(WHAT YOU WILL DO): Could you turn the stretch of material below, from the line containing "Look at the photo above. For every instance of the dark" through the line containing "pixel 259 477", into a JSON list of strings with one string per line and no blank lines?

INPUT MATERIAL start

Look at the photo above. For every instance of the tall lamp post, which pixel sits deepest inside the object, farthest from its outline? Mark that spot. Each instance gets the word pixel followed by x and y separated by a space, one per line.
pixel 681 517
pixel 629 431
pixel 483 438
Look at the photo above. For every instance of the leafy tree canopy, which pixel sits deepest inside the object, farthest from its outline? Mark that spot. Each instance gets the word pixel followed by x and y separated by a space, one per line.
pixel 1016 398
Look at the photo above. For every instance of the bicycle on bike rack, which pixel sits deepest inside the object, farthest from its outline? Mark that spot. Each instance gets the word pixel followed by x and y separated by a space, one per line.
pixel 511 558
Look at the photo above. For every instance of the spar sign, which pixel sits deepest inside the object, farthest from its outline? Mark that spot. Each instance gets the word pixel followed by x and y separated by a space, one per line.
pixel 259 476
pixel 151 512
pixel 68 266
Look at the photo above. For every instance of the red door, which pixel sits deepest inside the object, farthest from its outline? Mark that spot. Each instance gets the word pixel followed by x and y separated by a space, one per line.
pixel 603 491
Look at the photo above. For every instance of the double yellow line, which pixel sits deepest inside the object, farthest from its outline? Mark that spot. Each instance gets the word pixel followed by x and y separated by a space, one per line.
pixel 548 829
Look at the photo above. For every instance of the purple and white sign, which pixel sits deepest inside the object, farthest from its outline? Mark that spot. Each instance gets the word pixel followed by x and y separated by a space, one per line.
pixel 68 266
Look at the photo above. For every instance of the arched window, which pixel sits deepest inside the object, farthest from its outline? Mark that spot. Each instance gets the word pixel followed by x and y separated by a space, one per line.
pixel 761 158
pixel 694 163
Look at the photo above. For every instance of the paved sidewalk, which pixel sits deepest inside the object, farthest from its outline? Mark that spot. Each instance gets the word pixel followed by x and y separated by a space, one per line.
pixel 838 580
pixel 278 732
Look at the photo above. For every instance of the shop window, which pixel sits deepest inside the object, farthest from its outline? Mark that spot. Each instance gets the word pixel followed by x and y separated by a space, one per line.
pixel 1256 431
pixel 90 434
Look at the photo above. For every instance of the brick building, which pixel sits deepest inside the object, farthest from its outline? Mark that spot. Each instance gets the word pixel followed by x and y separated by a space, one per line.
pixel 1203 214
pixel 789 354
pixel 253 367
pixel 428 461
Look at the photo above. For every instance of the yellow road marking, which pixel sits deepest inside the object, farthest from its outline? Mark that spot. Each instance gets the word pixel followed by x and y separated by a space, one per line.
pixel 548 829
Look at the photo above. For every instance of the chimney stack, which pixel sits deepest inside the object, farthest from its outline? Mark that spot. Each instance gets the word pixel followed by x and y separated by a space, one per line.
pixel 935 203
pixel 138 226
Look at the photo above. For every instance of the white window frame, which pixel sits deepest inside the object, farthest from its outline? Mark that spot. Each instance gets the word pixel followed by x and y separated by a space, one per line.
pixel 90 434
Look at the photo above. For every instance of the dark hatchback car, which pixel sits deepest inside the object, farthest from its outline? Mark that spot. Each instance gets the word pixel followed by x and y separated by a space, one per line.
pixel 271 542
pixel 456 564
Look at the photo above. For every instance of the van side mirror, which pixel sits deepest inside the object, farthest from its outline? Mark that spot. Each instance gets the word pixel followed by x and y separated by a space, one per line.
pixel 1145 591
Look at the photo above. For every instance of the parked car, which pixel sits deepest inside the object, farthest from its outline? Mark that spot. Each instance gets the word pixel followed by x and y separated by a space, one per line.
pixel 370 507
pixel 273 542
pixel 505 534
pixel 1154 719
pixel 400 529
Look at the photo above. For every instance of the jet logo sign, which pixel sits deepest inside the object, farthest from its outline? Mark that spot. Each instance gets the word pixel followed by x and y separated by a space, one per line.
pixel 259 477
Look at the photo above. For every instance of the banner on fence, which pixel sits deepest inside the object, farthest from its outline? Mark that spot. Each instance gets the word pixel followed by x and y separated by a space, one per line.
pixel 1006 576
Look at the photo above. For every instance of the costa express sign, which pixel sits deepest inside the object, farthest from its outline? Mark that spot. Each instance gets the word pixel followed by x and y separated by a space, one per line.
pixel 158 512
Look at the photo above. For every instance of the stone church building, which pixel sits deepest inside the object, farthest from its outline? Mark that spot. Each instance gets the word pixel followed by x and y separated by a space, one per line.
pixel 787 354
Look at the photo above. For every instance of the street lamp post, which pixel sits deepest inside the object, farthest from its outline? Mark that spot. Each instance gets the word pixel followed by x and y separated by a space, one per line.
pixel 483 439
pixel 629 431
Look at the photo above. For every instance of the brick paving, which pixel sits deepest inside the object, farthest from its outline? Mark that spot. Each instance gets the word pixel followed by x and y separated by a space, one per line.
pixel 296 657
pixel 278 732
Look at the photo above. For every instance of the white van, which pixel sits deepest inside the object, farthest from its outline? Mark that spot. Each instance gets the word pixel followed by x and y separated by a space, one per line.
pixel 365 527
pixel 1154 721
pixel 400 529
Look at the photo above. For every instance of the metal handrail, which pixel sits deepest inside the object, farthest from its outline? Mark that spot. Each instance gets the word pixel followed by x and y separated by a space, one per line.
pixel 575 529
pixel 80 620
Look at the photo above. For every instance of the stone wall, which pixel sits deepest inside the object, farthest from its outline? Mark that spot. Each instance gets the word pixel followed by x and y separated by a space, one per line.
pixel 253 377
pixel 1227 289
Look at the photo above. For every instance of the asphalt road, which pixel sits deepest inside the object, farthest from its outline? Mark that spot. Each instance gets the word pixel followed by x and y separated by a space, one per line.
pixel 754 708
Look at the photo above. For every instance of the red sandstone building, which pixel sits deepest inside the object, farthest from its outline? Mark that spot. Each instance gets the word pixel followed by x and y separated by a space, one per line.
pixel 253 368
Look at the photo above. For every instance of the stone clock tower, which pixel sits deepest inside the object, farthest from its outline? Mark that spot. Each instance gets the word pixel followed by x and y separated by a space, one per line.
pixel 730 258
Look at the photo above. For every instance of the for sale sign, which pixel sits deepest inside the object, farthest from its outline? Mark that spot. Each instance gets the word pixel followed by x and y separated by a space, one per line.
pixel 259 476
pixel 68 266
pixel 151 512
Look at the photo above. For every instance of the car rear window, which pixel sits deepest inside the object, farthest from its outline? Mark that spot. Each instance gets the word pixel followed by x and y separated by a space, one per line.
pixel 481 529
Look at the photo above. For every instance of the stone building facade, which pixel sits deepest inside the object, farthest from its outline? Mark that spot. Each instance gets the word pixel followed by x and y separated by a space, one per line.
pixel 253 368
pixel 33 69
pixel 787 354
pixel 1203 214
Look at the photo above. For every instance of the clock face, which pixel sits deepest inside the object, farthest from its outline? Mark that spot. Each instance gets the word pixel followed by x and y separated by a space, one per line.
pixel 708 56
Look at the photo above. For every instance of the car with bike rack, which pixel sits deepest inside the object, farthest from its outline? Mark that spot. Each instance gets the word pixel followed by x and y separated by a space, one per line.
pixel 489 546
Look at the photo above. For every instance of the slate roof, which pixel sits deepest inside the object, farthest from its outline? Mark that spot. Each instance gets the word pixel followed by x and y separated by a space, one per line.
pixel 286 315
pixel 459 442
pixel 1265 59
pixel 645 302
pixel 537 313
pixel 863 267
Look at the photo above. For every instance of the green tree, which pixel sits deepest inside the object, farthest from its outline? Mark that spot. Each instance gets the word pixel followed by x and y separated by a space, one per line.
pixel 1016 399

INPUT MATERIAL end

(CORRECT OUTPUT):
[
  "Look at the photo above. For every instance of the dark hatchback car, which pixel sits deepest inside the object, farthest from its outline? Mark that spot. Each instance gets the word pixel followed by x and y separated by a space, one per line.",
  "pixel 271 542",
  "pixel 456 564",
  "Look at the photo above. For every instance of the van side mirror, which pixel sits deepest inside the object, farthest from its outline? Mark that spot. Each instance gets the word pixel followed by x and y separated by a space, one per line.",
  "pixel 1145 591",
  "Look at the photo above. For every instance of the parked car, which pixel sits deepest inside the object, farthest from its outline? Mark that spot. Each instance gets the word pixel followed by x and y separated by a space, one per line.",
  "pixel 370 507",
  "pixel 273 542",
  "pixel 505 534",
  "pixel 1154 719",
  "pixel 400 529",
  "Look at the photo above. For every instance of the jet logo sign, which pixel sits deepest inside the object, farthest from its outline? Mark that spot. Each instance gets the word pixel followed by x and y separated by a space, one per line.",
  "pixel 259 477"
]